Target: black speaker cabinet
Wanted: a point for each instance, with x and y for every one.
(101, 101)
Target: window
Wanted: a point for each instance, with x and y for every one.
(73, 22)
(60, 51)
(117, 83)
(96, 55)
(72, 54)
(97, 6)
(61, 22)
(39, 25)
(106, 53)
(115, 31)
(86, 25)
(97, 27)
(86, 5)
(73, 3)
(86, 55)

◆ Your goal: Please format the lines above as a JSON list of strings, with one string for each line and blank lines left out.

◆ Exercise answer:
[
  "Target: black speaker cabinet",
  "Wanted: a point for each instance, with x and y for every one.",
  "(101, 101)",
  "Target: window",
  "Wanted: a point for each instance, with x and y for every one.",
  "(73, 22)",
  "(60, 51)",
  "(117, 83)",
  "(96, 55)",
  "(72, 54)",
  "(97, 6)",
  "(61, 22)",
  "(39, 25)",
  "(106, 53)",
  "(115, 31)",
  "(86, 25)",
  "(97, 27)",
  "(86, 5)",
  "(73, 3)",
  "(86, 55)"
]